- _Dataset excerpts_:
┌──

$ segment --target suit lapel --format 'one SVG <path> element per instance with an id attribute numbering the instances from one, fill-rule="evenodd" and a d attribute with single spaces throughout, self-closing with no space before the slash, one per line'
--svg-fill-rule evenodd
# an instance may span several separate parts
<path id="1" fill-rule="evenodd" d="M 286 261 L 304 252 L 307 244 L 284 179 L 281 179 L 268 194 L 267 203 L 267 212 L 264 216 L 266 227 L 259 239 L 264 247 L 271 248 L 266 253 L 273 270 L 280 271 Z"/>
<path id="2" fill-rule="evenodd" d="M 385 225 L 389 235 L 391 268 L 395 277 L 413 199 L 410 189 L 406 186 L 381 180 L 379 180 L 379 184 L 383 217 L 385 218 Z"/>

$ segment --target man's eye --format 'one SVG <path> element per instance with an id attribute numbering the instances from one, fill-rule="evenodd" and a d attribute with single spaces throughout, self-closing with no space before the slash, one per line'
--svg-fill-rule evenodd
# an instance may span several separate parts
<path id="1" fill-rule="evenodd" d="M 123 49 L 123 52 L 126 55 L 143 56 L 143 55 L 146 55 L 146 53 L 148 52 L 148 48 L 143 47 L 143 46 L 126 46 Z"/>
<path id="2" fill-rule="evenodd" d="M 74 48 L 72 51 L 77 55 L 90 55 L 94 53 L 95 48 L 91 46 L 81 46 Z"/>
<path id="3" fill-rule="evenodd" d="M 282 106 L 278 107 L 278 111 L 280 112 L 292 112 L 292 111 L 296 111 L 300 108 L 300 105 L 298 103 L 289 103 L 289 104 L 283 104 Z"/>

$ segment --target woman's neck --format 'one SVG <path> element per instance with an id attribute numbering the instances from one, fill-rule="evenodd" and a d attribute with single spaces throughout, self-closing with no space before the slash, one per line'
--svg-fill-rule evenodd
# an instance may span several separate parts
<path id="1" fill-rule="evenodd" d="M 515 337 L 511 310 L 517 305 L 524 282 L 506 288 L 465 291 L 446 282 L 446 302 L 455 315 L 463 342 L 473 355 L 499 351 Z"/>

└──

- _TASK ITEM_: Could you return the data above exactly as it stands?

- _WRITTEN ANSWER_:
$ segment --target suit lapel --format 'one SVG <path> element per instance with an id attribute numbering the instances from one, fill-rule="evenodd" and a d attribute with single spaces throughout, self-closing with no space before the slash, one per line'
--svg-fill-rule evenodd
# an instance may span several separate parts
<path id="1" fill-rule="evenodd" d="M 286 261 L 304 252 L 307 244 L 284 179 L 281 179 L 268 194 L 267 203 L 267 212 L 264 216 L 266 227 L 259 239 L 264 247 L 271 248 L 266 253 L 273 270 L 280 271 Z"/>
<path id="2" fill-rule="evenodd" d="M 385 225 L 389 235 L 391 268 L 395 277 L 413 199 L 410 189 L 406 186 L 381 180 L 379 180 L 379 184 L 383 217 L 385 218 Z"/>

$ segment --target man's eye --format 'one SVG <path> element per instance with an id attribute numbering the instances from one, fill-rule="evenodd" and a d attribute with single spaces throughout, self-closing with no space before the slash, one per line'
--svg-fill-rule evenodd
# an instance may span several separate parts
<path id="1" fill-rule="evenodd" d="M 123 49 L 123 52 L 126 55 L 143 56 L 143 55 L 146 55 L 146 53 L 148 52 L 148 48 L 143 47 L 143 46 L 126 46 Z"/>
<path id="2" fill-rule="evenodd" d="M 74 48 L 72 51 L 77 55 L 90 55 L 94 53 L 95 48 L 91 46 L 81 46 Z"/>
<path id="3" fill-rule="evenodd" d="M 282 106 L 278 107 L 278 111 L 280 112 L 292 112 L 292 111 L 296 111 L 300 108 L 300 105 L 298 103 L 289 103 L 289 104 L 283 104 Z"/>

$ segment --target woman's neck --format 'one SVG <path> element per instance with an id attribute numbering the instances from one, fill-rule="evenodd" and a d attribute with single spaces throughout, self-closing with no space before the slash, one per line'
--svg-fill-rule evenodd
# an instance may span several separate parts
<path id="1" fill-rule="evenodd" d="M 515 337 L 511 310 L 517 305 L 524 282 L 506 288 L 465 291 L 446 282 L 446 302 L 455 315 L 463 342 L 473 355 L 499 351 Z"/>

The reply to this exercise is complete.